* _WRITTEN EXERCISE_
Can you rewrite all of the records below as a numbered list, leaving out any blank lines?

□ □ □ □ □

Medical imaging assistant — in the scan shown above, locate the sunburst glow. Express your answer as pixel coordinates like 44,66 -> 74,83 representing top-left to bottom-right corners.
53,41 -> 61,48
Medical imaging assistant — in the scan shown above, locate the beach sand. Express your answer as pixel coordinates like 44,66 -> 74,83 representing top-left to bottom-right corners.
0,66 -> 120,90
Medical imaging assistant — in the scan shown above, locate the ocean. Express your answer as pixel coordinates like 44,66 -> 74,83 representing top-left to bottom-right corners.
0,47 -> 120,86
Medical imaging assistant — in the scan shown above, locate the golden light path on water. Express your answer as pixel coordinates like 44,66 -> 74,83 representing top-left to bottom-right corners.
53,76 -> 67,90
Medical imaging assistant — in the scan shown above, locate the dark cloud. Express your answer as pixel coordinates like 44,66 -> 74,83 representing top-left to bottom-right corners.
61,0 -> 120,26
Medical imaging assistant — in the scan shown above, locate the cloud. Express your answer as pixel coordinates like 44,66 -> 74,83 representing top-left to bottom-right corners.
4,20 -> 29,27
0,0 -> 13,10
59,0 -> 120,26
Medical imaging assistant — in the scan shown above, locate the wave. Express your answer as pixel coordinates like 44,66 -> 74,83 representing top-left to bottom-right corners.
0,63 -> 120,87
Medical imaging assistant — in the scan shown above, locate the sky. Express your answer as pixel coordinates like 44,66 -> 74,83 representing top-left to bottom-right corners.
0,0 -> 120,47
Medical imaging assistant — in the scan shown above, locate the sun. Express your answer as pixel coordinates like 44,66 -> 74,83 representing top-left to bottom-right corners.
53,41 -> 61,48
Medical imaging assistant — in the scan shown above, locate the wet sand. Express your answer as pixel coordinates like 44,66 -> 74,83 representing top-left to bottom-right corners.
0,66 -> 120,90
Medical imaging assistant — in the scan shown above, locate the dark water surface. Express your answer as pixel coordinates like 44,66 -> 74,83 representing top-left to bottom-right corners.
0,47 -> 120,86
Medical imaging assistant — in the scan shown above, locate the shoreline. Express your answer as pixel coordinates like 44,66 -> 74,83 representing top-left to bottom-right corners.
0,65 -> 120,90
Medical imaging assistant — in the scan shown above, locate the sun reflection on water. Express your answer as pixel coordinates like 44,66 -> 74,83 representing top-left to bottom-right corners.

□ □ □ □ □

* _TASK RESULT_
1. Medical imaging assistant — in the scan shown above, locate the sunburst glow. Express your answer as pixel coordinates like 44,66 -> 74,83 representing top-left to bottom-right corners.
2. 53,41 -> 61,48
3. Medical imaging assistant — in the scan shown above, locate the beach sand. Express your answer as pixel coordinates like 44,66 -> 74,83 representing top-left to bottom-right corners.
4. 0,66 -> 120,90
5. Medical imaging assistant — in the scan shown above, locate the ocean. Express your answer as pixel coordinates like 44,66 -> 74,83 representing top-left to bottom-right corners.
6. 0,47 -> 120,86
7. Medical imaging assistant — in the scan shown above, locate the golden light path on water. Express your answer as pixel coordinates like 44,66 -> 74,83 representing top-left to bottom-right corners.
8. 53,76 -> 67,90
9. Medical imaging assistant — in the scan shown above, locate the dark cloud. Express your answer as pixel coordinates like 44,66 -> 74,83 representing top-left to bottom-right corners.
10. 61,0 -> 120,26
11. Medical imaging assistant — in the scan shown above, locate the cloud. Express your answer as pixel coordinates like 44,66 -> 74,83 representing top-left to bottom-right corners.
12. 4,20 -> 29,27
13. 0,0 -> 13,10
14. 59,0 -> 120,26
15. Medical imaging assistant — in the scan shown above, locate the wave. Express your answer as pixel coordinates like 44,66 -> 74,83 representing top-left to bottom-right corners.
16. 0,63 -> 120,87
17. Medical imaging assistant — in the scan shown above, locate the sky. Express your answer as pixel coordinates like 44,66 -> 74,83 representing top-left to bottom-right corners.
18. 0,0 -> 120,47
19. Medical imaging assistant — in the scan shown above, locate the sun. Express your answer as pixel coordinates like 44,66 -> 74,83 representing top-left to bottom-right corners.
20. 53,41 -> 61,48
21. Medical imaging assistant — in the scan shown above, locate the wet sand. Express your answer as pixel coordinates like 44,66 -> 74,83 representing top-left to bottom-right corners.
22. 0,66 -> 120,90
23. Medical imaging assistant — in the scan shown above, locate the dark water surface. Express your answer as pixel coordinates like 44,66 -> 74,83 representing top-left to bottom-right corners.
24. 0,47 -> 120,86
25. Medical imaging assistant — in the scan shown above, locate the shoreline. Express your answer as pixel coordinates like 44,66 -> 74,83 representing top-left to bottom-right corners.
26. 0,65 -> 120,90
27. Medical imaging assistant — in the scan shown above, locate the sun reflection on water. Express your answer as pixel coordinates like 44,66 -> 74,83 representing top-left to bottom-right corners.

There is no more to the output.